===== MATERIAL FOR THIS EXERCISE =====

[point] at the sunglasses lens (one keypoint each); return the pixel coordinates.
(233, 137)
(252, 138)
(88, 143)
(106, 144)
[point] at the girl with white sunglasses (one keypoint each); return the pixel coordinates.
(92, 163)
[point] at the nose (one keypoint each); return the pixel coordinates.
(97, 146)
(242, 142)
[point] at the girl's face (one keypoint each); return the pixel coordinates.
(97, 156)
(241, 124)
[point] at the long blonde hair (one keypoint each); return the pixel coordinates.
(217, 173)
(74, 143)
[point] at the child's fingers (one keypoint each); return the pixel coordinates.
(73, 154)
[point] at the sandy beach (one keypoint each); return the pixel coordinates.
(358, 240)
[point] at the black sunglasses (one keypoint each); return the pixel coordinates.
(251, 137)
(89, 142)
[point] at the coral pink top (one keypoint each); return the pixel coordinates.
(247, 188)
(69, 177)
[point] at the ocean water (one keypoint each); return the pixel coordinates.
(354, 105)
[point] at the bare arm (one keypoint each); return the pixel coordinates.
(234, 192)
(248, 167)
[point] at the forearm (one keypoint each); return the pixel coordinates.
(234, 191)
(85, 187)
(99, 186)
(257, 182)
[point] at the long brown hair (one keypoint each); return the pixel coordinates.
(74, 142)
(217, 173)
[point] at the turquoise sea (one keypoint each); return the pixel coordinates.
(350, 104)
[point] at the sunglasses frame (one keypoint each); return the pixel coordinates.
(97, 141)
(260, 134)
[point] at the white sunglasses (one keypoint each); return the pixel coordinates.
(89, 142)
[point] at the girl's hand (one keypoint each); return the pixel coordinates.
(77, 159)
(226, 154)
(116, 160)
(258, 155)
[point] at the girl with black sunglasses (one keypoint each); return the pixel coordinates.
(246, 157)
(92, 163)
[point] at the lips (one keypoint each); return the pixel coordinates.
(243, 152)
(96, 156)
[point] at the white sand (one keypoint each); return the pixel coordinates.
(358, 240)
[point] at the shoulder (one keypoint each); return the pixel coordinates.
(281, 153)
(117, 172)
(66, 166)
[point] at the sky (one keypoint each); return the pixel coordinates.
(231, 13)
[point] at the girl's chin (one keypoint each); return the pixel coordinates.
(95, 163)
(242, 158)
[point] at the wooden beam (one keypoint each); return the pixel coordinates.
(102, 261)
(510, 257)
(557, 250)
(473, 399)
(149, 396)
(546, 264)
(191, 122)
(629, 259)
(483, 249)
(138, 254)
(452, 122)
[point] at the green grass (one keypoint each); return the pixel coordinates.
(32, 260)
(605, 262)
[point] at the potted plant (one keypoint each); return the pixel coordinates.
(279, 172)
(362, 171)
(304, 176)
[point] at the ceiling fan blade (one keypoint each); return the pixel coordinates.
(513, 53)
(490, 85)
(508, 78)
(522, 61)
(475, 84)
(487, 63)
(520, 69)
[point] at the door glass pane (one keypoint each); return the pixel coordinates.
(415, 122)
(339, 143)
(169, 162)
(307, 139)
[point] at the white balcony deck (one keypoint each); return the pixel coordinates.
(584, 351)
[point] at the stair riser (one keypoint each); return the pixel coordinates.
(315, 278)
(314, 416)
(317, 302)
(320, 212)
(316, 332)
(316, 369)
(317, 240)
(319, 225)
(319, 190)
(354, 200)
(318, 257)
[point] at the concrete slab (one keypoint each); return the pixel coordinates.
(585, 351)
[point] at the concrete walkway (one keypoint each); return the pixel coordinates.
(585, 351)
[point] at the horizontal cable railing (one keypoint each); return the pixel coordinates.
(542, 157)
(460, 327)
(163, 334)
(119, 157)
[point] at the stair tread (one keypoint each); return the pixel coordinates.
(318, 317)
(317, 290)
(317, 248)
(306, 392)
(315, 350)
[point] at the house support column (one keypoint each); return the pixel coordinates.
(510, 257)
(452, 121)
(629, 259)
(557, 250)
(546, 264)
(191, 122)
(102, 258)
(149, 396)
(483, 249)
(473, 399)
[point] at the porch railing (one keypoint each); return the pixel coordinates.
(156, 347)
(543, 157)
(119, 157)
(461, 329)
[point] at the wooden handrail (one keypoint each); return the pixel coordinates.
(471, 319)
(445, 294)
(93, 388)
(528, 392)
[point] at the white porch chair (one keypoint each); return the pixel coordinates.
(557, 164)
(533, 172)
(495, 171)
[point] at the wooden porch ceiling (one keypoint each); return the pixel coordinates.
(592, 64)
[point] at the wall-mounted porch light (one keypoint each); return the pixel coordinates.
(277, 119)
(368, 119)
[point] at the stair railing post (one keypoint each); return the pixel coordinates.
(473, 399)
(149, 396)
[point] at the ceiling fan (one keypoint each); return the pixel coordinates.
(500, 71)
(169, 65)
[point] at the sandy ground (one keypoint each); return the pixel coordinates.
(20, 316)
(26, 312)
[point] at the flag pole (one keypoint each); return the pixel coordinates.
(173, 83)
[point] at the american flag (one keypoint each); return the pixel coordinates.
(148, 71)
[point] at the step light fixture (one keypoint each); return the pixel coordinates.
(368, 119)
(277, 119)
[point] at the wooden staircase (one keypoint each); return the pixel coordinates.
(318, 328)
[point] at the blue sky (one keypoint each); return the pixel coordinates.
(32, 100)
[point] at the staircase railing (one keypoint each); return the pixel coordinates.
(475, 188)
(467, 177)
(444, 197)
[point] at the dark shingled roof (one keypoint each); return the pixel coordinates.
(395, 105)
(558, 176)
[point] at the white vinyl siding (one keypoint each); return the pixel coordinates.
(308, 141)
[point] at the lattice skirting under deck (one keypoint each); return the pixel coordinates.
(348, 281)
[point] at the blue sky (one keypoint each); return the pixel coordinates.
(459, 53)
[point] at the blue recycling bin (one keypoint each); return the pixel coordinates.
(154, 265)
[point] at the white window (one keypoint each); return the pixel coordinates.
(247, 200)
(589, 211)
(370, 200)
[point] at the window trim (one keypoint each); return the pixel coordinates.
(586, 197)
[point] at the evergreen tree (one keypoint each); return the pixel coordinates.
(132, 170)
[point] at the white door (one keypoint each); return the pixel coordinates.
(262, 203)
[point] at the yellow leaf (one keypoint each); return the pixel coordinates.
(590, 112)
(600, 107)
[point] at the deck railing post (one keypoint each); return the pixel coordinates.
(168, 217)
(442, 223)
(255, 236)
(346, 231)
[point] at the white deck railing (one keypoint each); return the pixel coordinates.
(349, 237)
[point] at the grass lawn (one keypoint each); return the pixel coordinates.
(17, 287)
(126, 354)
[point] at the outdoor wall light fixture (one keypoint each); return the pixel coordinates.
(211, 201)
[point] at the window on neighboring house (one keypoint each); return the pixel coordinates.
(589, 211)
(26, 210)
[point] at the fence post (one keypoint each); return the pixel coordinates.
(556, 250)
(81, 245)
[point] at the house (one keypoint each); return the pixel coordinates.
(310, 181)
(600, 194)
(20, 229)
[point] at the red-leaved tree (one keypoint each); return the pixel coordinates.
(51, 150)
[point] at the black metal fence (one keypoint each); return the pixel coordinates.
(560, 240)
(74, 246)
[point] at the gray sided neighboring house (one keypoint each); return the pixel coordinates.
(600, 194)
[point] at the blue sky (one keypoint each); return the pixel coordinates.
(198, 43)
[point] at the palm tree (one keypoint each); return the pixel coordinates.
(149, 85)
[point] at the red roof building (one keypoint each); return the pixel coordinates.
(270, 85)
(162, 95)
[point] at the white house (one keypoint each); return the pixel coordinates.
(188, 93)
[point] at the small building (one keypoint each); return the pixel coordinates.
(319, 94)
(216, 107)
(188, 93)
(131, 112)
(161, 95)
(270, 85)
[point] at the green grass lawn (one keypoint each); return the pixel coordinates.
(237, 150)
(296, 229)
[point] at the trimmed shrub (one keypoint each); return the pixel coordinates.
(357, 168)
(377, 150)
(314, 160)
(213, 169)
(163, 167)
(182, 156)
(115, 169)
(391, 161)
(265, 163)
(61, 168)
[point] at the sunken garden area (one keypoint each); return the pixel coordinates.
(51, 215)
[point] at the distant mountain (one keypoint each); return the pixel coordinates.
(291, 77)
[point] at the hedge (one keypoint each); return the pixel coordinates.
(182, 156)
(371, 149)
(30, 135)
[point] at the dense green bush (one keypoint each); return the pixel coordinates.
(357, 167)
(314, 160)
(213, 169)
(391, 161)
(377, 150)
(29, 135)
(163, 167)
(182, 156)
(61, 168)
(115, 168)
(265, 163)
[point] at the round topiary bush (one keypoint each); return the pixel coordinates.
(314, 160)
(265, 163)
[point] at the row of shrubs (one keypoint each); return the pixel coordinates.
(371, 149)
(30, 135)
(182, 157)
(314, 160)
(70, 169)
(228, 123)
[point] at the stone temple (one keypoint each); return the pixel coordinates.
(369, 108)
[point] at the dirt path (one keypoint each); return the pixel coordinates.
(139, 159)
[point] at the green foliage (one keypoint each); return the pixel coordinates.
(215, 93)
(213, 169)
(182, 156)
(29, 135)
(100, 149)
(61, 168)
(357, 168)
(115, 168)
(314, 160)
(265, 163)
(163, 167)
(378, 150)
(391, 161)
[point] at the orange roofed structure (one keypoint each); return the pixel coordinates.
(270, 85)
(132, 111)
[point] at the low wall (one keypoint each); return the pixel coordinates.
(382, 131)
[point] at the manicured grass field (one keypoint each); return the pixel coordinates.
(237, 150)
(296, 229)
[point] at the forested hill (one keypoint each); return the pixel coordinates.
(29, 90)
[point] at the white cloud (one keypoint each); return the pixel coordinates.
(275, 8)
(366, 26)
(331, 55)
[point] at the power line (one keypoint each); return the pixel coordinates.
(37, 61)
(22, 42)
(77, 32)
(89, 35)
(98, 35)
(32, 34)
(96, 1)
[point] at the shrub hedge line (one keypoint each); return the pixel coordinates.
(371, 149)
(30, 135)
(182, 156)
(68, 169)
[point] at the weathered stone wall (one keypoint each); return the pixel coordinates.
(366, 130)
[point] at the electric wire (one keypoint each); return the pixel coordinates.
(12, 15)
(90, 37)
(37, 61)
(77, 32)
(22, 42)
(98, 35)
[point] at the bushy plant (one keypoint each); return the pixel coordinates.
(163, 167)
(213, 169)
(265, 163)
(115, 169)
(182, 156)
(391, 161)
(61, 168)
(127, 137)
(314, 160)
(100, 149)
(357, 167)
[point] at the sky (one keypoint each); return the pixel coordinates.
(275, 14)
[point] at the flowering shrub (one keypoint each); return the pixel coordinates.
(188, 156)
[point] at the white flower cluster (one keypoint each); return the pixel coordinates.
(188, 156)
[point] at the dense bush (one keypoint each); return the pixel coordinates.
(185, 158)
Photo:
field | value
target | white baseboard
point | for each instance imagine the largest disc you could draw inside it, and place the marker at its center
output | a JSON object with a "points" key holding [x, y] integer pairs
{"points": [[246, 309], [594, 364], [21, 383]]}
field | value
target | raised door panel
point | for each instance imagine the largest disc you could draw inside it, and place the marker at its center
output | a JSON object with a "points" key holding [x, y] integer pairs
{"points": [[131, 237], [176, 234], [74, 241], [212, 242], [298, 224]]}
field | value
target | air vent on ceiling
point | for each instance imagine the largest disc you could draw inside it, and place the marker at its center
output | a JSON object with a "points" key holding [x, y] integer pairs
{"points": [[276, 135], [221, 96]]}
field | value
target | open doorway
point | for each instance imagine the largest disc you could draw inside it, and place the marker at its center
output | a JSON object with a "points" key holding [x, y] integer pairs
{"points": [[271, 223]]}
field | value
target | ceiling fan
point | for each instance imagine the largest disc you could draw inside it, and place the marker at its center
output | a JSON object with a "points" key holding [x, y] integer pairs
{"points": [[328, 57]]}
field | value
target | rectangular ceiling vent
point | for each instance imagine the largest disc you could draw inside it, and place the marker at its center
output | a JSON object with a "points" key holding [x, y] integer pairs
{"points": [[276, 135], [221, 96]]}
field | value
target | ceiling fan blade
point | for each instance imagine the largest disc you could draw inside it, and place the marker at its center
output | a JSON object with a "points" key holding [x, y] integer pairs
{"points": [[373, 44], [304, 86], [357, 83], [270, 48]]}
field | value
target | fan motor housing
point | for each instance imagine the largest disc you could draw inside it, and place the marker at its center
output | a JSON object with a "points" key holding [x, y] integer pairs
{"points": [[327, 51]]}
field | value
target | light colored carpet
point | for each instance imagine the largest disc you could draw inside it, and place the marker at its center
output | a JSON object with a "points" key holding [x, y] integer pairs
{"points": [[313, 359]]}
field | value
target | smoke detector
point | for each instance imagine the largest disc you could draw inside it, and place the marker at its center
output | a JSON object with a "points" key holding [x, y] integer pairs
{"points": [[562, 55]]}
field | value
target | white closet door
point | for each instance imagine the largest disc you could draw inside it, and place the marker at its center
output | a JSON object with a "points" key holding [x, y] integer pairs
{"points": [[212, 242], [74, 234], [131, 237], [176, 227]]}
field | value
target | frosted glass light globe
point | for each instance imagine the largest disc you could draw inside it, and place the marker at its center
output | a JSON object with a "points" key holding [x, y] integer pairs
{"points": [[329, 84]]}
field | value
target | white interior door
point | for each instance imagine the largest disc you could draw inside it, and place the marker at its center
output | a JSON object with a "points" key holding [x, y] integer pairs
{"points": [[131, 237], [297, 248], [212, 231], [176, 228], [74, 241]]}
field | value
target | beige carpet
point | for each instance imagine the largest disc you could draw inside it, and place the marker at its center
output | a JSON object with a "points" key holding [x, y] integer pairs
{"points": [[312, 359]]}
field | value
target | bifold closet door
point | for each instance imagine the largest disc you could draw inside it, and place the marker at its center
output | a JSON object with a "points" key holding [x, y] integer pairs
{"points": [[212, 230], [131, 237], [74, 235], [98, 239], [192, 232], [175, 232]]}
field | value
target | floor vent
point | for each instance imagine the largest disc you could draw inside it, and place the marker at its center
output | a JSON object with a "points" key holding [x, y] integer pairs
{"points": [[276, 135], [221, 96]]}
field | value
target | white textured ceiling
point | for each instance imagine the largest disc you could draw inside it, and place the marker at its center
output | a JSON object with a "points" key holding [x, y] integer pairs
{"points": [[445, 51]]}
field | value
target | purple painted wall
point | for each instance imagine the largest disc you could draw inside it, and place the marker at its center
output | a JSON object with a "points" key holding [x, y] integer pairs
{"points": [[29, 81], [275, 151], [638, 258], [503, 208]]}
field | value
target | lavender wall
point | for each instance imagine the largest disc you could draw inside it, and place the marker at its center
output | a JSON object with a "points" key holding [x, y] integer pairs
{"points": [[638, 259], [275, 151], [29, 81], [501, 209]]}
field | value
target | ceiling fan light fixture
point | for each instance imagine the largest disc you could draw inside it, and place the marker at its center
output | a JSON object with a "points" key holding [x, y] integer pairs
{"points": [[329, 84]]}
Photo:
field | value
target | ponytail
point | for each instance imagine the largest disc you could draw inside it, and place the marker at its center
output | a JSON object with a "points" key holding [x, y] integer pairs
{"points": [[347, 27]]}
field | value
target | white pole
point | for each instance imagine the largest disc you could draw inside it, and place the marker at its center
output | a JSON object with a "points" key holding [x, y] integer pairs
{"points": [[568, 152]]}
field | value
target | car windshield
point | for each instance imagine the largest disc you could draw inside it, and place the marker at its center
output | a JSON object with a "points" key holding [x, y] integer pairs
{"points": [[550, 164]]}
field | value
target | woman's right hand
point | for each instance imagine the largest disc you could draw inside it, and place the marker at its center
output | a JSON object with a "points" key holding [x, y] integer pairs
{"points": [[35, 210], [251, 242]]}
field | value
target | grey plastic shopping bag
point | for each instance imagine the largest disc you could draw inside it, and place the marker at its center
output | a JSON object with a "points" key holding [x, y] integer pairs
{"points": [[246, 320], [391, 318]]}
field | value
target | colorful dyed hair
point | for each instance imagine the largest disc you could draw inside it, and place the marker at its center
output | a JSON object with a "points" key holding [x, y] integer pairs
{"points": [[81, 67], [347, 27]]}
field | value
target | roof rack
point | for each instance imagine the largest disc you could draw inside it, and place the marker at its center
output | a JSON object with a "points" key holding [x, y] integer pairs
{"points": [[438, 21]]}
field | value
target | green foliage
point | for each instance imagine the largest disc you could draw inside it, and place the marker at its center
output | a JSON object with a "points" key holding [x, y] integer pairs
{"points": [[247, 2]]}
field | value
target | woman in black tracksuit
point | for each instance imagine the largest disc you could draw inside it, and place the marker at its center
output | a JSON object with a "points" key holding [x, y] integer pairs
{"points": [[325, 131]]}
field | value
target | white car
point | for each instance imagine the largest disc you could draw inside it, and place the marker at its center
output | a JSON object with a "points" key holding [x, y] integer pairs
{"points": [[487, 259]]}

=====

● TASK DESCRIPTION: Scan the records above. Return every line with "woman" in it.

● ANSWER SECTION:
target | woman's right hand
target | woman in black tracksuit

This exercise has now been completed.